── Exercise data ──
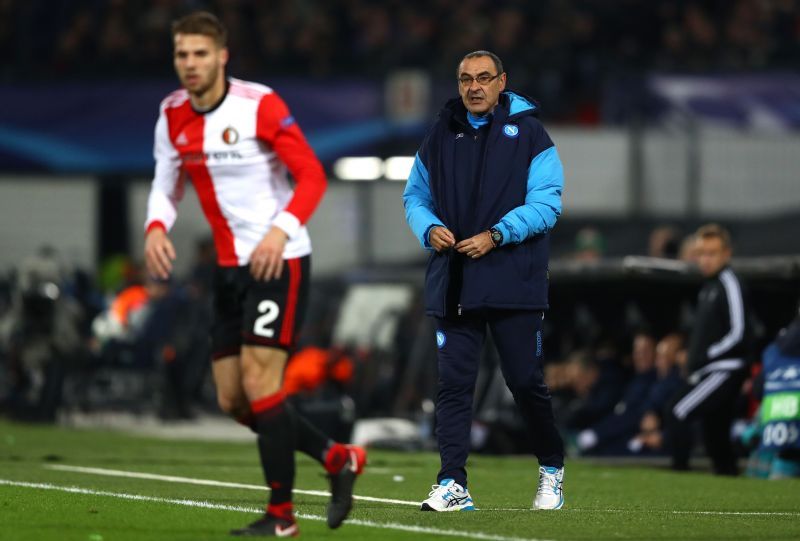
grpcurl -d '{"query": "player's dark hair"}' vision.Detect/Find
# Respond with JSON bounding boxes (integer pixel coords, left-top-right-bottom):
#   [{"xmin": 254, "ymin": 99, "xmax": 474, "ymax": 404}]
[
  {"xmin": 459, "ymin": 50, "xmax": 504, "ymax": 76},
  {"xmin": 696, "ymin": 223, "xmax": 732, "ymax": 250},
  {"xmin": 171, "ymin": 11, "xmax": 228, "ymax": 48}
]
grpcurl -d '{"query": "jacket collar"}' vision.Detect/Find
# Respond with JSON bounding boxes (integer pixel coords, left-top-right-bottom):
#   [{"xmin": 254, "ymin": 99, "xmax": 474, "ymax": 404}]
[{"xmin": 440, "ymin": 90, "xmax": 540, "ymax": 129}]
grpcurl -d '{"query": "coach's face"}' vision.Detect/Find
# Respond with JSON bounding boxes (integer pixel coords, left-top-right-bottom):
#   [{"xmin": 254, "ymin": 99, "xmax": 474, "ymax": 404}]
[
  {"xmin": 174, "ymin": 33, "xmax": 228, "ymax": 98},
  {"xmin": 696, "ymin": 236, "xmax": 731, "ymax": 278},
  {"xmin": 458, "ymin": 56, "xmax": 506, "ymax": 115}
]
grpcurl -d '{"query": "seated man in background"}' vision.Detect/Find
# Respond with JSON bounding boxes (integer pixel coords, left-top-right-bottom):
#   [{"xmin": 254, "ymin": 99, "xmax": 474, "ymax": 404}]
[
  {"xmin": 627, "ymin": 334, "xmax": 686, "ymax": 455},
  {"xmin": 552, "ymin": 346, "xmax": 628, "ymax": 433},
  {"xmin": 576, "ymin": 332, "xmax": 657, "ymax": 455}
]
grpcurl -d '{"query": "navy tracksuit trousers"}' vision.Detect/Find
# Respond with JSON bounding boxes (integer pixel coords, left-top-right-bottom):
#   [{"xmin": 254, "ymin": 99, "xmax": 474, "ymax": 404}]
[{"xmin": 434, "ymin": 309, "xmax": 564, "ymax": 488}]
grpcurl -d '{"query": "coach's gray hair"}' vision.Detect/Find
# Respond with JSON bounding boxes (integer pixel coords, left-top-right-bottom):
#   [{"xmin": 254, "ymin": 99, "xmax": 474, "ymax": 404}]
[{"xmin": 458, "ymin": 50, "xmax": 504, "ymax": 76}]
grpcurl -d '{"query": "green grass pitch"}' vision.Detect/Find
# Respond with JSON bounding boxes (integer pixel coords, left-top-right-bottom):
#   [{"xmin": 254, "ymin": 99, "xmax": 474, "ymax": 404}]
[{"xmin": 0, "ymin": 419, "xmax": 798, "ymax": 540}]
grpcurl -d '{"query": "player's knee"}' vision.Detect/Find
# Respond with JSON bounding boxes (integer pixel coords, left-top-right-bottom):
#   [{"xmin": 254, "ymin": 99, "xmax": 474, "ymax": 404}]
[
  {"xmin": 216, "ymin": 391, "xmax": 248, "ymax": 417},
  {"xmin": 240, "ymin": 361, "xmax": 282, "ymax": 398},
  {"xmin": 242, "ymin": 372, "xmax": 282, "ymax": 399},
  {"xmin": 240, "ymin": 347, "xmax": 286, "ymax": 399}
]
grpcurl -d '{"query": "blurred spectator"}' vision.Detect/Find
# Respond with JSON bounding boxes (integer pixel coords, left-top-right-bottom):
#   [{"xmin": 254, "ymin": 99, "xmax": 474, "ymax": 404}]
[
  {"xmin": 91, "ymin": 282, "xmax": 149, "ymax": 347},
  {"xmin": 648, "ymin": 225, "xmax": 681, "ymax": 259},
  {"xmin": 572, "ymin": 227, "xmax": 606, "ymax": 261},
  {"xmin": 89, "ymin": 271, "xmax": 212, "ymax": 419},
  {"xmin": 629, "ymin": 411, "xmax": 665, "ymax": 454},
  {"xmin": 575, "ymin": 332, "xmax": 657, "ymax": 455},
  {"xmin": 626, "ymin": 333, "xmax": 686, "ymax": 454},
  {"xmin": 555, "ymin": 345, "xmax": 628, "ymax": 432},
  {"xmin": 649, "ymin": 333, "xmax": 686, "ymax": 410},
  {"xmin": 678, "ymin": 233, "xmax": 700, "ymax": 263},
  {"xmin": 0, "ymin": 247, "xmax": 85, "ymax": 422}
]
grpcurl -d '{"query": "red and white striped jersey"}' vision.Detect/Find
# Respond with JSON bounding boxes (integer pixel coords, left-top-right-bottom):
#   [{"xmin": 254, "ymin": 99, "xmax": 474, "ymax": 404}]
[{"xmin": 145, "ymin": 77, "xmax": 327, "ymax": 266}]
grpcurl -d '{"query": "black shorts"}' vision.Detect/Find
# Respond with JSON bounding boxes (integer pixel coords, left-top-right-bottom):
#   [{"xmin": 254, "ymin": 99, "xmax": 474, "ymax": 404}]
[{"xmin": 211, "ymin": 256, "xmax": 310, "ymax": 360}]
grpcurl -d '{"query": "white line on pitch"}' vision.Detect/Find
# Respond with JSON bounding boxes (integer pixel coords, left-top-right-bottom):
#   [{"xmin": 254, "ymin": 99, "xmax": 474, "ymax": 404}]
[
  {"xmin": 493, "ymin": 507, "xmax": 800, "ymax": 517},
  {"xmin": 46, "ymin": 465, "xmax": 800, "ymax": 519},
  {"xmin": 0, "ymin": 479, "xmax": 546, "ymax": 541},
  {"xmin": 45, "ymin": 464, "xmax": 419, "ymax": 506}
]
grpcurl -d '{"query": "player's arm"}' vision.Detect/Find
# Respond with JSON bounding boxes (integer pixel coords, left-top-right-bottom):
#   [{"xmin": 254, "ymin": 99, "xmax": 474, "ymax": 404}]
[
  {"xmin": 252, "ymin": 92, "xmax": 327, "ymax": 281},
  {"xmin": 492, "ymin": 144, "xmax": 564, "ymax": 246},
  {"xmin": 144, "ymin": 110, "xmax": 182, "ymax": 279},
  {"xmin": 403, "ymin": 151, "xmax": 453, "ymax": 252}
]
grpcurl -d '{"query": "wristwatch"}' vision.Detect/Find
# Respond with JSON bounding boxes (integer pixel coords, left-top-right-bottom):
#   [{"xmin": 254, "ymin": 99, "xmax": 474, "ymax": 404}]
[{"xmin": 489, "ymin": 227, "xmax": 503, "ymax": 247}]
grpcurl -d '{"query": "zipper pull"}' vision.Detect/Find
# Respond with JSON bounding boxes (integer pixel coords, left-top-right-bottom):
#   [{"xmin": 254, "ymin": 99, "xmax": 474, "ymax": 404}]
───
── Exercise data ──
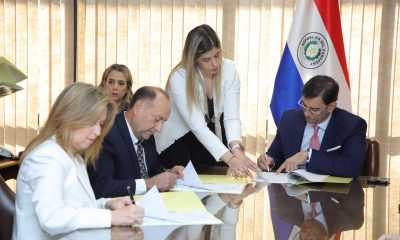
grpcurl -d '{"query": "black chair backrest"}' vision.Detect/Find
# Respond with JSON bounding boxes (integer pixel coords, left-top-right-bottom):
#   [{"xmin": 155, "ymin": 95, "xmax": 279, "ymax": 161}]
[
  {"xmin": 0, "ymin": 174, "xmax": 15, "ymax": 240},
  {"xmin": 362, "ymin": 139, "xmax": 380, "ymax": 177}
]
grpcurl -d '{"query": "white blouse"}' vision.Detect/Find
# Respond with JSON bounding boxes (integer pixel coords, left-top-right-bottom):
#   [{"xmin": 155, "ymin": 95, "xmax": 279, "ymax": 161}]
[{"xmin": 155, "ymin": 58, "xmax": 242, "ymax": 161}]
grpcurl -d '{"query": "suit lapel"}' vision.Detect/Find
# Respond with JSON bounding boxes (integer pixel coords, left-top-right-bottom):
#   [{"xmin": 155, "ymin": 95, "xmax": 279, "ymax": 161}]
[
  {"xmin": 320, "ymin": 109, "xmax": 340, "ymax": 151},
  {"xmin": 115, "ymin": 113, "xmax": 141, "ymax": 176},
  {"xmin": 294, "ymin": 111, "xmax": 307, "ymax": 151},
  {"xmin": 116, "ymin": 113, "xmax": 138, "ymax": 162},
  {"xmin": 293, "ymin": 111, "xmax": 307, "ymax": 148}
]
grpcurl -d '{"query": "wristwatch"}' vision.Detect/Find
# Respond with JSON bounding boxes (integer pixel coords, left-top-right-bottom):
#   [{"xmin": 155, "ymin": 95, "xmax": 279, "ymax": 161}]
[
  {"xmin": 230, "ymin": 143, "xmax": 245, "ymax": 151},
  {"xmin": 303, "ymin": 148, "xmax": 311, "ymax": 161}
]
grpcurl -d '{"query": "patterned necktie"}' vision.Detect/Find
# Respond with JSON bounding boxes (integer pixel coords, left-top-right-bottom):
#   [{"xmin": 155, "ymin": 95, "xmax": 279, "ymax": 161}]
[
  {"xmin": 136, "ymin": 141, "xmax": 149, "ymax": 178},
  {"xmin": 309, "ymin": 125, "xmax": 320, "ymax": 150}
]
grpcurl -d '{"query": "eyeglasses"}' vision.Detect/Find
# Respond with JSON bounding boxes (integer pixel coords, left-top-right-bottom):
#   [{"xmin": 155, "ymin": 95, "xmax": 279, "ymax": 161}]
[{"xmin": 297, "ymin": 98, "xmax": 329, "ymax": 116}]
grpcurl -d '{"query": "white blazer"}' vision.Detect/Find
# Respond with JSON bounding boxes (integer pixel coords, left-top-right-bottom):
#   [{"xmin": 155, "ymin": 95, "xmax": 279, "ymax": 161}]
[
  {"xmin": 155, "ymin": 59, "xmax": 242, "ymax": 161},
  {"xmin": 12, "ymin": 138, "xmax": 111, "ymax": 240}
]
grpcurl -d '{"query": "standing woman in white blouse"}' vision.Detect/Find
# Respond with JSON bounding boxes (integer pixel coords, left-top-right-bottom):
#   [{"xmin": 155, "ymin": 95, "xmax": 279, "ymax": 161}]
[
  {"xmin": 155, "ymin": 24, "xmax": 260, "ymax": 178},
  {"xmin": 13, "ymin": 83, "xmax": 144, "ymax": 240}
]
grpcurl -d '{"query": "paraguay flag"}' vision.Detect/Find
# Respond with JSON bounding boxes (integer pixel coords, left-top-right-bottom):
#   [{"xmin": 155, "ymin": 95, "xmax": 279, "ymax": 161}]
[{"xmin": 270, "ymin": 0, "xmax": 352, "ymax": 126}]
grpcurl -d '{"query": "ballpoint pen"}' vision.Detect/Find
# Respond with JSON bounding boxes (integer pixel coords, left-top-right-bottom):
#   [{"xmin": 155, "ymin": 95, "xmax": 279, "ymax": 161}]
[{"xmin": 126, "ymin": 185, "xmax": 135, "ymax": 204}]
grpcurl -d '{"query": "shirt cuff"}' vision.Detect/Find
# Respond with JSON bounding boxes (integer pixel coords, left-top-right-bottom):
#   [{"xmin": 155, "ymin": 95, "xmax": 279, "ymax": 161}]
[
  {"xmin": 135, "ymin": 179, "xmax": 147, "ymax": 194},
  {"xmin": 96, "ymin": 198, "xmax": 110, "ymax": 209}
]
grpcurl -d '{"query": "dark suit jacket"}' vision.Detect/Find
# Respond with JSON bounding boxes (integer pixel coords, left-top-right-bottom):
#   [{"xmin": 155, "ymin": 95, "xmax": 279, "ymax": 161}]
───
── Exercise data ──
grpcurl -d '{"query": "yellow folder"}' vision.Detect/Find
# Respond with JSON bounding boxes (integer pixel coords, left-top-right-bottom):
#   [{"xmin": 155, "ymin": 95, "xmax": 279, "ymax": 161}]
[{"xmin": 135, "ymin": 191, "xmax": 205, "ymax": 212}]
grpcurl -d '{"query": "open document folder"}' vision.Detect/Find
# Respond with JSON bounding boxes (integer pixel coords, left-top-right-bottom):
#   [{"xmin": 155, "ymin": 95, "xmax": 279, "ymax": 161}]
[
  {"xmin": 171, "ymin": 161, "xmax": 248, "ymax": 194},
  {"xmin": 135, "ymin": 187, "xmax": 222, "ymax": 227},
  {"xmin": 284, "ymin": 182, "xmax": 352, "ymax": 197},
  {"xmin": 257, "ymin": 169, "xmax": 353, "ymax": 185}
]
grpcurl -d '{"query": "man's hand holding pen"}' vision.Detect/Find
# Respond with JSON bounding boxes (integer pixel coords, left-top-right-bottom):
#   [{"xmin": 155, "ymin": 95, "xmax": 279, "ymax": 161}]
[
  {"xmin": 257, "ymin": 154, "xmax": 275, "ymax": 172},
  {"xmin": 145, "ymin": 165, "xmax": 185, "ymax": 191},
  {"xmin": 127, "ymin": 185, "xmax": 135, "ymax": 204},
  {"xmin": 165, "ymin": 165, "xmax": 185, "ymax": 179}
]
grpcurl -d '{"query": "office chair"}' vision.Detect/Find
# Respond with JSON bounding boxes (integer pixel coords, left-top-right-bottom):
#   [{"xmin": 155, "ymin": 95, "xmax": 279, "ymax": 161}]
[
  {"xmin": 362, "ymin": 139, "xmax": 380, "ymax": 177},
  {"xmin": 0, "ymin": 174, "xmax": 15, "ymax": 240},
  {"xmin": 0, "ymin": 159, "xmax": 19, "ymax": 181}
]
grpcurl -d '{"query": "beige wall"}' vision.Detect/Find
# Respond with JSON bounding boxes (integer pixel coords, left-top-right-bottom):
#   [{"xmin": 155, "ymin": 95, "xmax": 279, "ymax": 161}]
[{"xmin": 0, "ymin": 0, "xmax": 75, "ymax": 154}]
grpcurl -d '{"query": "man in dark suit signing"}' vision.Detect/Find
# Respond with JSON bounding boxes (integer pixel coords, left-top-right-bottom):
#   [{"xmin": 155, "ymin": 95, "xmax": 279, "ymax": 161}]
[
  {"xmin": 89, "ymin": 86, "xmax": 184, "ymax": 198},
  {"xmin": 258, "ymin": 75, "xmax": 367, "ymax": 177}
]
───
[Action item] Each line above that includes the word "chair" is to be copied.

[Answer to this problem]
grpcurl -d '{"query": "black chair backrest"}' vision.Detect/Find
grpcurl -d '{"query": "office chair"}' vision.Detect/Find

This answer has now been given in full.